Raw records

------------------------------------------------

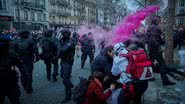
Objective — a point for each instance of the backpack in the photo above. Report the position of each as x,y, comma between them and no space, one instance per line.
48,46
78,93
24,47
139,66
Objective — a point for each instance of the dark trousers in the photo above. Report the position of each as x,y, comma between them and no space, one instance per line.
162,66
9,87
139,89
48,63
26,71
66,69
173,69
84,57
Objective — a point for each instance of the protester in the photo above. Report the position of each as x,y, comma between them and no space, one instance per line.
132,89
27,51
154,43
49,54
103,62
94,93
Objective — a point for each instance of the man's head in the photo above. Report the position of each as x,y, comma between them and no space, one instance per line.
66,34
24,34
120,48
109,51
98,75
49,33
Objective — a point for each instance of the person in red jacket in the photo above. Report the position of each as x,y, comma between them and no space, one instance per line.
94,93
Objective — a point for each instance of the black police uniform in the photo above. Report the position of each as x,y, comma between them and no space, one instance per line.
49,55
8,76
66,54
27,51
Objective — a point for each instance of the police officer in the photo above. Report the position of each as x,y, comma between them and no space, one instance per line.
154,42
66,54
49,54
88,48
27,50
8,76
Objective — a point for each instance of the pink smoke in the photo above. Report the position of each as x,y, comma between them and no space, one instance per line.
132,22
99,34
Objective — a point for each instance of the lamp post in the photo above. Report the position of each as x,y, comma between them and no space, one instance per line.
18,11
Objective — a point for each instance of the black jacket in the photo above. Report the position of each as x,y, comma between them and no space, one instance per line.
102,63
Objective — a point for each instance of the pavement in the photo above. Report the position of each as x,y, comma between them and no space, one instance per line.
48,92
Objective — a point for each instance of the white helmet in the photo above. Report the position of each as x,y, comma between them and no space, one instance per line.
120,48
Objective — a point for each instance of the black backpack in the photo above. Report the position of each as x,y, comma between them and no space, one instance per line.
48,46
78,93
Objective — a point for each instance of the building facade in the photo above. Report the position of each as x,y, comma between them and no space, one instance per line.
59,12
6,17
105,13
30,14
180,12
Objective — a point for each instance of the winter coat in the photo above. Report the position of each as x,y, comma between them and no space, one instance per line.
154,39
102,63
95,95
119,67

------------------------------------------------

**EXERCISE:** Repeat the records word for word. Any picture in them should be left out.

**EXERCISE SOLUTION:**
Objective — a point for each instance of the backpack in the photo above. Report the position of each as x,y, comma between them and no space, one instance per line.
48,46
78,93
24,47
139,66
Objective — a point for each instance of the dark trousers in the photo above. Report the position of each as x,y, comma between them and no space, one instance per line.
162,66
9,87
139,89
48,63
26,71
66,69
173,69
84,57
Objective — a point for each instance of the protester in the photo above. Report the position of each as x,y, comma between them and no space, one instance per line.
132,89
27,51
154,43
49,54
103,62
94,93
Objective — a point for each instance of the man's head in the photo above. Report the position of each as x,y, comma between them and no space, one instance per line.
66,34
24,34
120,48
109,51
98,75
49,33
Objective — a point for each instance of the person in red jacket in the photo above. Report the position of each as x,y, comma between them and no space, one instance per line.
94,93
Objective — a point for each instance of the black police uniform in the photo above. Report the position of each as x,y, comma between them and no space, one instance per line.
49,55
8,76
66,54
27,51
Objective — a point for each instance of the police officer in the photo above. Report the position of each as x,y, comma between them and no space, one instance per line.
154,42
66,54
49,54
88,48
27,50
8,76
Objective — a point for each instance of the pink smoke in the photo above. Report the position of each as x,y, comma between them and no space, one instance per line.
132,22
99,34
Objective — a point for each instance of the lamp post in the photo above. Report the position of each as x,y, comma between them and no space, one instance per line.
18,11
Objective — a point for each instance of the black jacket in the photo above. Report the position of each as x,y, comma between them and no space, one instance per line.
102,63
Objective — a point for each instance of the pavement in the photo above. Report the position of each as x,y, comma between them and no space, one instance per line.
48,92
Objective — a point for each instance of the white helmet in the photo above. Report the position of each as x,y, comma between them and no space, one instance per line.
120,48
Objective — a point for each instance of the black backpack in the photo above. Report the position of each as x,y, comma between them and no space, one instance per line.
48,46
78,93
Objective — a point for each instance of the building facade in the photo above. Report the position of each as x,y, comma between them and no space, one instance per line.
59,12
6,17
105,13
30,14
180,12
Objective — a point for each instance of the winter coat in the photo above. Report the position of each as x,y, comma between them and no space, one instance per line.
154,39
102,63
95,95
119,67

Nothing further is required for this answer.